*APPLY WHAT YOU READ*:
- A) Using the article on tuberculosis in China, list everything China will introduce with the $33 million from the Bill & Melinda Gates Foundation.
- B) Answer these from the article on tuberculosis in China:
(i) In how many cities and provinces will the project be carried out?
(ii) How many new TB cases did China report in 2007?
(iii) What share of Chinese TB patients live in poor rural areas?
- C) Quote everything from "China reported 1.3" down to "resistant to drugs." in the article on tuberculosis in China.

*PASSAGE TO READ*:

--------

China will introduce new diagnostics, new drugs, patient monitoring strategies and new approaches to help patients complete treatment by using $33 million provided by the Bill & Melinda Gates Foundation, Gates announced in Beijing on Wednesday.
Chinese health minister Chen Zhu said the project would be carried out in 20 cities in six provinces in the next five years, eventually covering 100 million people. The goal is to treat 50,000 TB patients each year.
Project plans include new diagnostic tests to improve detection of TB and fixed-dose drug combinations to reduce the number of pills a patient has to take each day by 70 percent.
Technology will also play a part. Treatment reminders will be sent out with cell phone text messages and medicine kits will have built-in reminder alarms.
The health ministry also plans on providing new incentives for health care workers, especially those in rural areas, to maintain effective follow-up of TB patients during the entire 6-8 months of treatment.
Gates made the announcement about the initiative at a World Health Organization (WHO) meeting in Beijing. In attendance were health ministers and officials from some 30 countries and regions who were discussing how to cope with the increasing threat of drug-resistant TB.
China reported 1.3 million new TB cases in 2007, including 112,000 new multi drug-resistant TB (MDR-TB) cases. The rate is the second highest in the world, after India.
About 80 percent of Chinese TB patients live in poor rural areas, Chen said.
The five-year program is aimed at helping China address the rising problem of drug resistance in TB control, said 54-year-old Gates, chairman of Microsoft Corporation.
"TB is an increasing threat because of gaps in the way the disease is diagnosed and treated," he said. "This partnership will help cut off drug resistance at its source."
The WHO blamed substandard treatment, partly caused by time-consuming diagnosis, lack of easy-to-use drugs and problems with doctors' treatment follow-up, for making TB strains increasingly resistant to drugs.

--------

*DATA FOR ANALYSIS*:
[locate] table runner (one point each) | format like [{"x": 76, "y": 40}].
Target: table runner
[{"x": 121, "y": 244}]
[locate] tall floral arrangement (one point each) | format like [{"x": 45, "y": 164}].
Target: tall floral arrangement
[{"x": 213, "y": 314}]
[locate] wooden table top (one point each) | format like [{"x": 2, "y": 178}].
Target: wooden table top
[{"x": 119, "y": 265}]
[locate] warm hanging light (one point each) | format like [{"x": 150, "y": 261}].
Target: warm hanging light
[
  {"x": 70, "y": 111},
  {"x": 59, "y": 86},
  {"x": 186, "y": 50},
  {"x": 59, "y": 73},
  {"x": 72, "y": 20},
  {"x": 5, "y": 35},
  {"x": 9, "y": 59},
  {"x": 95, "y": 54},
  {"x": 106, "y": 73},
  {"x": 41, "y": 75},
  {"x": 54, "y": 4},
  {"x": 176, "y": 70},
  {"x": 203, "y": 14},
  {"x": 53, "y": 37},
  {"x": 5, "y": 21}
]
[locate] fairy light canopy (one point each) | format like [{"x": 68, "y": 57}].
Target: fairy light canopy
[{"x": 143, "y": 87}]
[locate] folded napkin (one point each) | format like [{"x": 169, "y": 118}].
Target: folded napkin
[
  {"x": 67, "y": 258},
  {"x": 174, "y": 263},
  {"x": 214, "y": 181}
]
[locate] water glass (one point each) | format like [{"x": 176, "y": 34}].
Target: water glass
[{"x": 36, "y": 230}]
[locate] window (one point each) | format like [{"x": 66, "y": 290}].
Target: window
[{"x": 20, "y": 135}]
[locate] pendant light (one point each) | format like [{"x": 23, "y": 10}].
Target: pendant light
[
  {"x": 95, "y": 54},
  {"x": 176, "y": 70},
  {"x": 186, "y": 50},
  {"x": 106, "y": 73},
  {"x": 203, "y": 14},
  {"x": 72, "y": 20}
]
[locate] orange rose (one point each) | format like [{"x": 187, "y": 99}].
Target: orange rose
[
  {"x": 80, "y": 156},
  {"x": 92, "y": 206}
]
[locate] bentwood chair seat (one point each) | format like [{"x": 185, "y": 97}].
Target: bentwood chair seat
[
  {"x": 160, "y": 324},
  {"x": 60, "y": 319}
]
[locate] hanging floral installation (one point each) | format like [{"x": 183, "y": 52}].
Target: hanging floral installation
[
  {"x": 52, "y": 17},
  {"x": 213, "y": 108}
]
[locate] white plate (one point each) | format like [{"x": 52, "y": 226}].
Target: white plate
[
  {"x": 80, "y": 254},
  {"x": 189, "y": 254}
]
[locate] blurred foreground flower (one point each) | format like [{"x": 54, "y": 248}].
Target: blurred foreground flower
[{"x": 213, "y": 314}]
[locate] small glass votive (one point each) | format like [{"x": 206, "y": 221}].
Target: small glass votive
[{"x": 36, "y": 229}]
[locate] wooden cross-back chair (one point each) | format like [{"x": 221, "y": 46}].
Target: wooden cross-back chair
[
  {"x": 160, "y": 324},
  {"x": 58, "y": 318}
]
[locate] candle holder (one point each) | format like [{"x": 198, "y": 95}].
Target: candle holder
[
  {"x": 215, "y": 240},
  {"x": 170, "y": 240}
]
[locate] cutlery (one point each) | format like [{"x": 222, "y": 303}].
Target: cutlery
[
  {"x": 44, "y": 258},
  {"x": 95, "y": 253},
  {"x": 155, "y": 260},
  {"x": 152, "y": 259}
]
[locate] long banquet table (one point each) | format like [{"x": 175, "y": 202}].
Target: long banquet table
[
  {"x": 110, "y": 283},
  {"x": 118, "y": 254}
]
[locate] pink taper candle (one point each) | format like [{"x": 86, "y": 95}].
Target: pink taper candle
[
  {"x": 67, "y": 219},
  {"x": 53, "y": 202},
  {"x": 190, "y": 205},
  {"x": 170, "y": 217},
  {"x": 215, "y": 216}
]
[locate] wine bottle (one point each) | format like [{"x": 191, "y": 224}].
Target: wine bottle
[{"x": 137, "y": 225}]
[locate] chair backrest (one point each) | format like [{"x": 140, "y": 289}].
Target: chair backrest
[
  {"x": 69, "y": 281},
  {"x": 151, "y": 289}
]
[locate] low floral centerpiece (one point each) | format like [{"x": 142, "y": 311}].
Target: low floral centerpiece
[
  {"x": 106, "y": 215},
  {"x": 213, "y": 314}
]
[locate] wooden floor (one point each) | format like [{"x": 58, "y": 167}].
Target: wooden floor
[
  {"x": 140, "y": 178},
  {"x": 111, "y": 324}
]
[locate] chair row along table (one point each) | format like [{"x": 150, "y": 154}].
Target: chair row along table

--------

*YOUR RESPONSES*:
- A)
- New diagnostics
- New drugs
- Patient monitoring strategies
- New approaches to help patients complete treatment

- B)
(i) 20 cities in six provinces
(ii) 1.3 million
(iii) About 80 percent

- C)
China reported 1.3 million new TB cases in 2007, including 112,000 new multi drug-resistant TB (MDR-TB) cases. The rate is the second highest in the world, after India.
About 80 percent of Chinese TB patients live in poor rural areas, Chen said.
The five-year program is aimed at helping China address the rising problem of drug resistance in TB control, said 54-year-old Gates, chairman of Microsoft Corporation.
"TB is an increasing threat because of gaps in the way the disease is diagnosed and treated," he said. "This partnership will help cut off drug resistance at its source."
The WHO blamed substandard treatment, partly caused by time-consuming diagnosis, lack of easy-to-use drugs and problems with doctors' treatment follow-up, for making TB strains increasingly resistant to drugs.